** Opening Data excerpts block **
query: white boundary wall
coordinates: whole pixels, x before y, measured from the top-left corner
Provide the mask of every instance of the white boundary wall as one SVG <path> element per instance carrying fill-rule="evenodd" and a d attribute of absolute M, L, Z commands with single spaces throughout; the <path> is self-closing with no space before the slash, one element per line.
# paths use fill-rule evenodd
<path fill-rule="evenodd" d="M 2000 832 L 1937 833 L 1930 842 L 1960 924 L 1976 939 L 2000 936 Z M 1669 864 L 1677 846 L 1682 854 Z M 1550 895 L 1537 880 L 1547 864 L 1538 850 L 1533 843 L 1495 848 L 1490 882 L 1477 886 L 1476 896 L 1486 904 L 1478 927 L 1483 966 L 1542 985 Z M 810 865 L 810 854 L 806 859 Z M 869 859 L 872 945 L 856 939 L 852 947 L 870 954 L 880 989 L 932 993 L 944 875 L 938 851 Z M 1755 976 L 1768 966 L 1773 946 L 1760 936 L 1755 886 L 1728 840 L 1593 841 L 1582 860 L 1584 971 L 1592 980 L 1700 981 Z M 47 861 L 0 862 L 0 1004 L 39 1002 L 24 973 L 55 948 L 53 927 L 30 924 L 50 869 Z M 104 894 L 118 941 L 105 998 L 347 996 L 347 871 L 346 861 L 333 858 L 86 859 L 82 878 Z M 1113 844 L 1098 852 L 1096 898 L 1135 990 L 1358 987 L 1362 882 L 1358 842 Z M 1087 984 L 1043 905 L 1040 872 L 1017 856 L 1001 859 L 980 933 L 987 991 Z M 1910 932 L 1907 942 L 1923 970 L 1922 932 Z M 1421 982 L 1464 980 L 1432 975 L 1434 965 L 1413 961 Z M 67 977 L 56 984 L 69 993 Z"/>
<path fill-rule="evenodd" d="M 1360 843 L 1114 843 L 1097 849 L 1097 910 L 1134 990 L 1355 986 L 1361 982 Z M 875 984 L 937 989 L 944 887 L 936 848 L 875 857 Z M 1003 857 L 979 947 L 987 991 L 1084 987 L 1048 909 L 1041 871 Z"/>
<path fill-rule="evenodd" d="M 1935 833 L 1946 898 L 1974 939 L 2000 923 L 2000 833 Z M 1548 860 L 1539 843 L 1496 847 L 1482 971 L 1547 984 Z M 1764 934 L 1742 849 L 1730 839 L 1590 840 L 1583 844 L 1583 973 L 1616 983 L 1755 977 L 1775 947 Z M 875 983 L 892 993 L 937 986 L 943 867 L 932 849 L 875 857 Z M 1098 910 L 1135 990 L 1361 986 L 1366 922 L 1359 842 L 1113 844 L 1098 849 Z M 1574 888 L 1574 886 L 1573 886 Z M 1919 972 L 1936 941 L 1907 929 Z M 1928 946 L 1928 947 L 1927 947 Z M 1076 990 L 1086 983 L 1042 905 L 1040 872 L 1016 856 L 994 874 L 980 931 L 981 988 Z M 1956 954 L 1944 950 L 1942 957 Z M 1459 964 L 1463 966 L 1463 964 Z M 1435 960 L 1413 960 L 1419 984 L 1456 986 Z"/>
** Closing Data excerpts block **
Exactly as they appear, restate all of the entries.

query: white boundary wall
coordinates: whole pixels, x before y, measured from the top-left corner
Provide the mask of every instance of the white boundary wall as one SVG <path> element per instance carrying fill-rule="evenodd" and a d attribute of absolute M, L, Z commands with single spaces throughout; the <path> is self-closing with no space before the slash, one element per line.
# paths use fill-rule evenodd
<path fill-rule="evenodd" d="M 2000 832 L 1937 833 L 1930 842 L 1960 924 L 1976 939 L 2000 936 Z M 1669 864 L 1677 846 L 1682 854 Z M 1550 895 L 1537 880 L 1547 864 L 1538 850 L 1533 843 L 1495 848 L 1490 882 L 1477 886 L 1476 896 L 1486 904 L 1478 927 L 1483 966 L 1542 985 Z M 810 865 L 810 854 L 806 859 Z M 869 859 L 872 945 L 856 939 L 852 947 L 870 954 L 880 989 L 932 993 L 944 875 L 938 851 Z M 1755 976 L 1768 966 L 1773 946 L 1760 936 L 1755 886 L 1728 840 L 1593 841 L 1582 860 L 1584 971 L 1592 980 L 1700 981 Z M 47 861 L 0 862 L 0 1004 L 39 1002 L 24 973 L 55 948 L 53 927 L 30 924 L 50 869 Z M 104 894 L 118 941 L 105 998 L 347 996 L 347 871 L 346 861 L 333 858 L 86 859 L 82 878 Z M 1113 844 L 1098 852 L 1096 898 L 1135 990 L 1358 987 L 1362 882 L 1358 842 Z M 1087 984 L 1043 905 L 1040 872 L 1017 856 L 1001 859 L 980 933 L 987 991 Z M 1910 932 L 1907 942 L 1923 970 L 1922 932 Z M 1421 982 L 1464 980 L 1432 975 L 1434 965 L 1413 961 Z M 67 977 L 56 984 L 69 993 Z"/>
<path fill-rule="evenodd" d="M 1360 843 L 1114 843 L 1097 849 L 1097 910 L 1134 990 L 1355 986 L 1361 982 Z M 875 984 L 937 989 L 944 887 L 936 848 L 875 857 Z M 1003 857 L 979 947 L 987 991 L 1084 987 L 1048 909 L 1041 871 Z"/>
<path fill-rule="evenodd" d="M 1935 833 L 1946 898 L 1974 939 L 2000 923 L 2000 833 Z M 1548 860 L 1539 843 L 1496 847 L 1482 971 L 1547 984 Z M 1764 934 L 1742 849 L 1730 839 L 1590 840 L 1583 844 L 1583 973 L 1616 983 L 1755 977 L 1775 947 Z M 875 983 L 892 993 L 937 986 L 943 867 L 932 849 L 875 857 Z M 1098 910 L 1135 990 L 1361 986 L 1366 922 L 1359 842 L 1113 844 L 1098 849 Z M 1574 888 L 1574 886 L 1573 886 Z M 1919 972 L 1936 941 L 1907 929 Z M 1928 946 L 1928 947 L 1927 947 Z M 1076 990 L 1086 983 L 1042 905 L 1040 872 L 1016 856 L 994 874 L 980 931 L 981 988 Z M 1956 954 L 1944 950 L 1942 957 Z M 1459 964 L 1463 966 L 1463 964 Z M 1435 960 L 1413 960 L 1419 984 L 1456 986 Z"/>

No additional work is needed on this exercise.